(Rows from an object pointing dataset)

----------

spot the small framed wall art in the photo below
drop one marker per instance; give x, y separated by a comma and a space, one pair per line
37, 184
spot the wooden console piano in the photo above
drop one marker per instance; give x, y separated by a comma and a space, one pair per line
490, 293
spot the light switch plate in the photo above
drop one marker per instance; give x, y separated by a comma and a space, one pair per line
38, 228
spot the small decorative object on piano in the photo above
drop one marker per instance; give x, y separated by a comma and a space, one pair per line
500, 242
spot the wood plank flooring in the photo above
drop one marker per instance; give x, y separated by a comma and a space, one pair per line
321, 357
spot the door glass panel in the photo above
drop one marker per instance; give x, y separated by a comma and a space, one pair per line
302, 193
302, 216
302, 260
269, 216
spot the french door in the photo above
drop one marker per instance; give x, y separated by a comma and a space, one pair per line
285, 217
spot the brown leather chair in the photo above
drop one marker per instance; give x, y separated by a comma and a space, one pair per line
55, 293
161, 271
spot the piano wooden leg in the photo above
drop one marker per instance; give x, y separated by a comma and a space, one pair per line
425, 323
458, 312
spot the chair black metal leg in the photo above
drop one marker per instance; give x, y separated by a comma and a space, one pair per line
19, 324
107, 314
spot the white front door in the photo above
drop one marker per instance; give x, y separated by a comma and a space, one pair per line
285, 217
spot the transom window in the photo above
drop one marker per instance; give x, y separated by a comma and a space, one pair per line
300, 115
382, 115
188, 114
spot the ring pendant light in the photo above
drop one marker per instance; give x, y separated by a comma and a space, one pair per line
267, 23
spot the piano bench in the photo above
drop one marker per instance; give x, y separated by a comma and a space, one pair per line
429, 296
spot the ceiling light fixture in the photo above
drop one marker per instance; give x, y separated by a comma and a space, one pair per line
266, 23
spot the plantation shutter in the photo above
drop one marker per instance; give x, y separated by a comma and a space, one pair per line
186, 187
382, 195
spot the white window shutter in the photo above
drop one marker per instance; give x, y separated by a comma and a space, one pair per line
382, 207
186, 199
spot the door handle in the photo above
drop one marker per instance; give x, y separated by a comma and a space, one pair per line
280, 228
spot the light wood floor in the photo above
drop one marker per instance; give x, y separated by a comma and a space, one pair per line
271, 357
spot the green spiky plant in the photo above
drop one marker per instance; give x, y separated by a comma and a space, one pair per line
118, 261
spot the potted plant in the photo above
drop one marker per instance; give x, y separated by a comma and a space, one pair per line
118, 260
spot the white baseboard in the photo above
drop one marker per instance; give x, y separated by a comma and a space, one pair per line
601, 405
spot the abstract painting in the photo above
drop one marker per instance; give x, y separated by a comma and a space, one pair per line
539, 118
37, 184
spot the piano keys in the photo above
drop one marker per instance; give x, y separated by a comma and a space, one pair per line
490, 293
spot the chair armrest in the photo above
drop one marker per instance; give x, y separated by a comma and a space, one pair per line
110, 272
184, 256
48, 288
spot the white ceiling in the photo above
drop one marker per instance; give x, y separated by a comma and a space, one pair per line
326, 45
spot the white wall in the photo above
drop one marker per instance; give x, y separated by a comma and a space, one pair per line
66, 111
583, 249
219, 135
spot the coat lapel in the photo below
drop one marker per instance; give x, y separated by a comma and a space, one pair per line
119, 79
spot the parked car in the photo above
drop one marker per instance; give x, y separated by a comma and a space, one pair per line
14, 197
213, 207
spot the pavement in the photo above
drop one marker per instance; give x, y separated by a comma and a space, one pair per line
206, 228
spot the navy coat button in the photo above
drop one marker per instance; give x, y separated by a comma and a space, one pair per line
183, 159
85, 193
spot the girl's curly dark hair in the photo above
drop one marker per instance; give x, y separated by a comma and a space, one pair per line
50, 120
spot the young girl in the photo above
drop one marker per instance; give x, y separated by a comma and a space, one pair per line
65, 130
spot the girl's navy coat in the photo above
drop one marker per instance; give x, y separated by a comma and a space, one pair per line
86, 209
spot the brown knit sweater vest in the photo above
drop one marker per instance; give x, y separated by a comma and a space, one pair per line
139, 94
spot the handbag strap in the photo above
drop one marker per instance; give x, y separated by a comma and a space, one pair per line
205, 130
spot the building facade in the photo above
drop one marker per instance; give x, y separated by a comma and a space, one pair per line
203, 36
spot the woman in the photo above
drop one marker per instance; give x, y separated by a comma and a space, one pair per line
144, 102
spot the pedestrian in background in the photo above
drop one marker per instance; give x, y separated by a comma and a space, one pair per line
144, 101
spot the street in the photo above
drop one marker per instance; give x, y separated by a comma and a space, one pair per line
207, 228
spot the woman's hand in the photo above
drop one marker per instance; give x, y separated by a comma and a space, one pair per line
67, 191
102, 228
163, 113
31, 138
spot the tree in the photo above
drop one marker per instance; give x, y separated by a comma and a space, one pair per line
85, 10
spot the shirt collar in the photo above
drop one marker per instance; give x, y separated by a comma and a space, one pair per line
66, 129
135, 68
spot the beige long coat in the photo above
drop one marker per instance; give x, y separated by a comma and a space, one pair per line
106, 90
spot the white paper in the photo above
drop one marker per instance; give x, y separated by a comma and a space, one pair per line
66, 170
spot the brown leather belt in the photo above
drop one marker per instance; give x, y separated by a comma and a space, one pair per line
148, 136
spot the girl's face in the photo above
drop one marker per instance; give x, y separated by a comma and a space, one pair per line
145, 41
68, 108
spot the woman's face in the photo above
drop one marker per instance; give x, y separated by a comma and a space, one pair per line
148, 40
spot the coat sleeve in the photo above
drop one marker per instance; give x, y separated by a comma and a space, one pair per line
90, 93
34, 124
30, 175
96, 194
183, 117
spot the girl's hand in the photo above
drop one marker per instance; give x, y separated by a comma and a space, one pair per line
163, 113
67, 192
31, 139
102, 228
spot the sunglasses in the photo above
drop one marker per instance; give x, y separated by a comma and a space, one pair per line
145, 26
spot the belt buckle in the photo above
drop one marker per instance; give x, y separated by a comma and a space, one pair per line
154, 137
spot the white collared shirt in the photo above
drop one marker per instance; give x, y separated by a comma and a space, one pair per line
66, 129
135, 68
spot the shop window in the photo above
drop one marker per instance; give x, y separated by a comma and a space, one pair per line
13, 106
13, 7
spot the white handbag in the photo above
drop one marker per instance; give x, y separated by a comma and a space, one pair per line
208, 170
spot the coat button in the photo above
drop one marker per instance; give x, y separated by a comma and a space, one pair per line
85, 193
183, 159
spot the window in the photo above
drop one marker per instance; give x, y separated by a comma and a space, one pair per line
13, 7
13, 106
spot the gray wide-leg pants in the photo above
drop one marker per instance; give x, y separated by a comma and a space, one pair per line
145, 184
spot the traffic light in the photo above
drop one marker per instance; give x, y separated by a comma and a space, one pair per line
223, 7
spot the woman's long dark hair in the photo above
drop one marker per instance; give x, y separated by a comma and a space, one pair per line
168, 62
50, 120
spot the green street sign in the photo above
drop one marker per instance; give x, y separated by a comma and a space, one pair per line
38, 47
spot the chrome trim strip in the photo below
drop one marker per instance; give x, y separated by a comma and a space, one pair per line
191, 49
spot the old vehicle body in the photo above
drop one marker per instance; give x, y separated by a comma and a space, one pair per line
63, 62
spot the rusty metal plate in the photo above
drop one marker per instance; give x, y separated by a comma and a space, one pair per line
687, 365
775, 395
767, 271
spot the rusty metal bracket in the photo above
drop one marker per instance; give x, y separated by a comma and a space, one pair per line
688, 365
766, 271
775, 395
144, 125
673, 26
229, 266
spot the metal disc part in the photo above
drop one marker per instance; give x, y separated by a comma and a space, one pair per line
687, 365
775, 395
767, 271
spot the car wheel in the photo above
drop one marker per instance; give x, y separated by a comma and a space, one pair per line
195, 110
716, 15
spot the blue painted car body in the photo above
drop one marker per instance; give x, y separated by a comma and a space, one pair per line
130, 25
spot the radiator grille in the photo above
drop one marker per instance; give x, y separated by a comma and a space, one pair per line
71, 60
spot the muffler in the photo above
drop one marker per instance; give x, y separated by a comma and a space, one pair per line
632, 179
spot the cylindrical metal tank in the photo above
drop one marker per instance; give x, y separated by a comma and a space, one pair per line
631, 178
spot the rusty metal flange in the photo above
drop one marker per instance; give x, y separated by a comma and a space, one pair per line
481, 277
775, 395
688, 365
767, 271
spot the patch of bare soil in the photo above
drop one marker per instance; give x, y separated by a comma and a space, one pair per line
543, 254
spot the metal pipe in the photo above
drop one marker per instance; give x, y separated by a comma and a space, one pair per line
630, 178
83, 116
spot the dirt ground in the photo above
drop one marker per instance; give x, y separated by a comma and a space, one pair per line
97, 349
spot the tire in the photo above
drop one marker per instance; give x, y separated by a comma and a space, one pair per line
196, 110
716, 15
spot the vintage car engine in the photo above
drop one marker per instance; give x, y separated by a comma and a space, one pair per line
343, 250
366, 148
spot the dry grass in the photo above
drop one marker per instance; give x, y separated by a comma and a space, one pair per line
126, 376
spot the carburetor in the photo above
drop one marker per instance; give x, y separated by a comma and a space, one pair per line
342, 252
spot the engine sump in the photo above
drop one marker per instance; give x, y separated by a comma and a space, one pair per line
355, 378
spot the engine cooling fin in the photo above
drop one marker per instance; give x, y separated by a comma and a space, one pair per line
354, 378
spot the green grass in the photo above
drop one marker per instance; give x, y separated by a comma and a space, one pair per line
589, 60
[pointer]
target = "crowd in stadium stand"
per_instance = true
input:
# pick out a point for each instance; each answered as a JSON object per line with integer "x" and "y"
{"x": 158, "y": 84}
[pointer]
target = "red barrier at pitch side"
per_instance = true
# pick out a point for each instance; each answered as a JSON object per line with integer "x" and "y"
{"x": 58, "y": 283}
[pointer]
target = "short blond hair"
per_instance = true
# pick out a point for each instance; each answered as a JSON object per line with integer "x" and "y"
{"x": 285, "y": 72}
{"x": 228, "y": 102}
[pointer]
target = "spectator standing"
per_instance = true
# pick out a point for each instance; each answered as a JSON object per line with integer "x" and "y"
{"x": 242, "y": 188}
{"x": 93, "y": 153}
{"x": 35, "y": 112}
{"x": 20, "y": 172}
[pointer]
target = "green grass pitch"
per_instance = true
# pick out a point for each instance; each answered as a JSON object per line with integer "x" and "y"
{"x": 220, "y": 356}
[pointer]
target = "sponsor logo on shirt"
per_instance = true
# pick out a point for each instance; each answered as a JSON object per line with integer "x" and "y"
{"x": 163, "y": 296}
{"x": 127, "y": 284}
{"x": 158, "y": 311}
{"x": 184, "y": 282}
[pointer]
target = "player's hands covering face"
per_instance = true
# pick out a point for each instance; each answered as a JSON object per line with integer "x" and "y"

----------

What is being asked = Pull out each line of the records above that contains the string "street" and copy it. Case counts.

Final answer =
spot the street in the photo above
spot the green street sign in the photo above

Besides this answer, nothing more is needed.